Reproduce exactly the lines beginning with the line that contains "the snow-covered roof" and ending at the final line of the material below.

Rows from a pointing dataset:
==================================================

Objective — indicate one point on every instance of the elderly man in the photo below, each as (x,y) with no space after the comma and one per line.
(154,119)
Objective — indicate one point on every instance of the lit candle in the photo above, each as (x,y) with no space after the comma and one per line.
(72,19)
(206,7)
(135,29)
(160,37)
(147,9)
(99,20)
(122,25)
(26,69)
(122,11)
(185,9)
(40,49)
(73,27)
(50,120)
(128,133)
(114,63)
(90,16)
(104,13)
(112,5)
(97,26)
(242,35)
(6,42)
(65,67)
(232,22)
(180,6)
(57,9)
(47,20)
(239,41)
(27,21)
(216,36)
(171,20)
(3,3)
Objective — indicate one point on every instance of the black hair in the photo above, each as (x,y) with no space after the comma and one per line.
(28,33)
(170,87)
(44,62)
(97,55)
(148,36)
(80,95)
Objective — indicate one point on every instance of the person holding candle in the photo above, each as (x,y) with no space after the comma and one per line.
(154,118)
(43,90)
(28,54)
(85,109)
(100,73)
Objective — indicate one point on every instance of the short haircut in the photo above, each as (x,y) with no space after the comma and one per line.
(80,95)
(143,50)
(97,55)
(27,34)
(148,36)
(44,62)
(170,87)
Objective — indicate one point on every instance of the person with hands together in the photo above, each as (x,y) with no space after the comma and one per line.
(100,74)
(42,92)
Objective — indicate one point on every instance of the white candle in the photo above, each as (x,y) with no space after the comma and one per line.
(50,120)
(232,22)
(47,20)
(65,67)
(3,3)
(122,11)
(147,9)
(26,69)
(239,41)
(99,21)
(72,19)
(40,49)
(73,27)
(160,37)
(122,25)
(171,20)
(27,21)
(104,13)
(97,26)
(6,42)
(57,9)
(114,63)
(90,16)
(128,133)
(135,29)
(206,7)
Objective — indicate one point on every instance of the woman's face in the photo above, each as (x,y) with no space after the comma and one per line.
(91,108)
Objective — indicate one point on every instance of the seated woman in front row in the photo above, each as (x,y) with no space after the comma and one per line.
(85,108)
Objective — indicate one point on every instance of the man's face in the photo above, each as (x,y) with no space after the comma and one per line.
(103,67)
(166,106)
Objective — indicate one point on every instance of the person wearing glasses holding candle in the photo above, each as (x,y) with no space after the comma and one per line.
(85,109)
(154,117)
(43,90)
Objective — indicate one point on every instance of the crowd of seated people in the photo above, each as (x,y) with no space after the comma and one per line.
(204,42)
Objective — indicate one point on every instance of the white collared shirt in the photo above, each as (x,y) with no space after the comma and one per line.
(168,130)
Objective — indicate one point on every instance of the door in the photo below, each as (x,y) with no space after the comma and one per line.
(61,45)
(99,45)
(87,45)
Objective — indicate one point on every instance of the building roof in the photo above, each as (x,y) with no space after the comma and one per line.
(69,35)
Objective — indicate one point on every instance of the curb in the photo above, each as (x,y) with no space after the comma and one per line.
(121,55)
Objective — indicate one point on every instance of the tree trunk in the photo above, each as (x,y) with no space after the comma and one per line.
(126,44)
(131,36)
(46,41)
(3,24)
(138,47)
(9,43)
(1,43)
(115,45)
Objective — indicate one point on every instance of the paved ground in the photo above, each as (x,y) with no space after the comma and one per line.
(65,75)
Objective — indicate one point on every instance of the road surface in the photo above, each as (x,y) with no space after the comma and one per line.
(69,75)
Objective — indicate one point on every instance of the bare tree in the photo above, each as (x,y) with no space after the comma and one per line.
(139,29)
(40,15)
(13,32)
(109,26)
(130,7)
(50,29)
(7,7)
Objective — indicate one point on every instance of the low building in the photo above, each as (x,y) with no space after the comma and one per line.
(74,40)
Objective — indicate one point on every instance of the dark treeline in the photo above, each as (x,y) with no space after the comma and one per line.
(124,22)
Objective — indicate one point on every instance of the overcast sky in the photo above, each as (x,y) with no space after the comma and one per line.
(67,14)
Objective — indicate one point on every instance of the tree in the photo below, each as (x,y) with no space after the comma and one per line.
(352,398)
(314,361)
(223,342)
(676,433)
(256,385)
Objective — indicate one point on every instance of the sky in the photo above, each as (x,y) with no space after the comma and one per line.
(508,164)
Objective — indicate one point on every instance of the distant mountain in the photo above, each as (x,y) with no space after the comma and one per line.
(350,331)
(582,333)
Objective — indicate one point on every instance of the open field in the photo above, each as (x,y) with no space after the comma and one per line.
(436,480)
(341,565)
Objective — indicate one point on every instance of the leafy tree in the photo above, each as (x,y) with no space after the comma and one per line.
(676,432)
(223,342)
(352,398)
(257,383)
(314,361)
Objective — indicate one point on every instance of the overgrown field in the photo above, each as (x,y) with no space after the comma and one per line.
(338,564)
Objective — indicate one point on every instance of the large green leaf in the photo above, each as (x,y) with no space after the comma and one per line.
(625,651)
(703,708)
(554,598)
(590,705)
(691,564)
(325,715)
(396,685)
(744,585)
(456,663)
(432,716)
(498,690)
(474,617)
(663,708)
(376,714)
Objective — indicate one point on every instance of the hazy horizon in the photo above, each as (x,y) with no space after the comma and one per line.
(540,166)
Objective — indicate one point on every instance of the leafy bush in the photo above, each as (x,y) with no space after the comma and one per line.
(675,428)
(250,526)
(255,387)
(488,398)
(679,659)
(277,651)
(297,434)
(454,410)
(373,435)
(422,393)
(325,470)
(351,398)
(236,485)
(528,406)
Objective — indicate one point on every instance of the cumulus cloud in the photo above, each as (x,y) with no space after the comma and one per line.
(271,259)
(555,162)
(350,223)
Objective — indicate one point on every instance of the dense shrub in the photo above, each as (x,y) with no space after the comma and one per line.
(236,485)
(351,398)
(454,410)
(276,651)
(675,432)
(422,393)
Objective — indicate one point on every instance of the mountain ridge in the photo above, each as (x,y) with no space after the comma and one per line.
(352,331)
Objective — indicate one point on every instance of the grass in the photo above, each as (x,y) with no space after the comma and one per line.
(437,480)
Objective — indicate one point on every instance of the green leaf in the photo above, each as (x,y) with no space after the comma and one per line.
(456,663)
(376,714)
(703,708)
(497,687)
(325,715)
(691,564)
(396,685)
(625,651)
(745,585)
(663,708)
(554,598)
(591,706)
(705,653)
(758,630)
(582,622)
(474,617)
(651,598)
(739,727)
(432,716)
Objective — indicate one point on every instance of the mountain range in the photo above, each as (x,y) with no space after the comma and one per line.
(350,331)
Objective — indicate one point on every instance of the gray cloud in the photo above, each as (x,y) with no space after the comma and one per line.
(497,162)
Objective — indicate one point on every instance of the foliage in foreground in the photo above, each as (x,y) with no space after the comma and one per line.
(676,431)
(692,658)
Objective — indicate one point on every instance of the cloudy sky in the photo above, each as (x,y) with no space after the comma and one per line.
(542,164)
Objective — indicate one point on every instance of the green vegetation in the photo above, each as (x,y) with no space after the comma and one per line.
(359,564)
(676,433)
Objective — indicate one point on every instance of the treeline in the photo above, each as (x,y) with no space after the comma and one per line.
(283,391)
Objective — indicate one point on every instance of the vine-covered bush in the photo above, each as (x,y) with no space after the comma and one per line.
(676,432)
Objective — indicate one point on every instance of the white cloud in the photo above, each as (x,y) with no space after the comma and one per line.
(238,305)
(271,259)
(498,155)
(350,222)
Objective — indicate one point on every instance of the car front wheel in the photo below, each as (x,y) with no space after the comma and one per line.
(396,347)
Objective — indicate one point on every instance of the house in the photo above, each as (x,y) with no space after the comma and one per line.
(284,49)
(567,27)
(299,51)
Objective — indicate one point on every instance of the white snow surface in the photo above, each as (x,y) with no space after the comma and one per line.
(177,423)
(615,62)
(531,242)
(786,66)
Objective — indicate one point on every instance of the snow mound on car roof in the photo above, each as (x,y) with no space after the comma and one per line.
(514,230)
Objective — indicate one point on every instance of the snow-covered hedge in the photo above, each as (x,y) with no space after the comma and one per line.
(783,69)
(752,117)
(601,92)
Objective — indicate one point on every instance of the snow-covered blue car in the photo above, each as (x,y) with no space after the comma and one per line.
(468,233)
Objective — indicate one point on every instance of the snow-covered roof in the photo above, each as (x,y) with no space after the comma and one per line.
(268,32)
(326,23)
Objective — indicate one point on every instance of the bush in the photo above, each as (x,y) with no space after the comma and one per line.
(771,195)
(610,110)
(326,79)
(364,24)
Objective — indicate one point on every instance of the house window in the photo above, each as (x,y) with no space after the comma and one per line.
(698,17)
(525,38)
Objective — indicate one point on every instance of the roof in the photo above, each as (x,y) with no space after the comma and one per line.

==================================================

[Response below]
Objective — indicate one point on every instance of the snow-covered roof in the photo above, each as (x,y) with no space after the comma and one per line.
(268,32)
(326,23)
Objective — indicate one point on every instance of the bush in the photo above, each as (x,y) with no space after the comma and one per line.
(771,195)
(610,110)
(326,79)
(364,24)
Objective — indicate one point on every instance of the house window in the photo above, each as (x,y) with no space after the comma and one per line.
(698,17)
(525,38)
Objective — indicate one point on every instance of the roof in the photo above, each as (x,y) with no space after the comma and one per line.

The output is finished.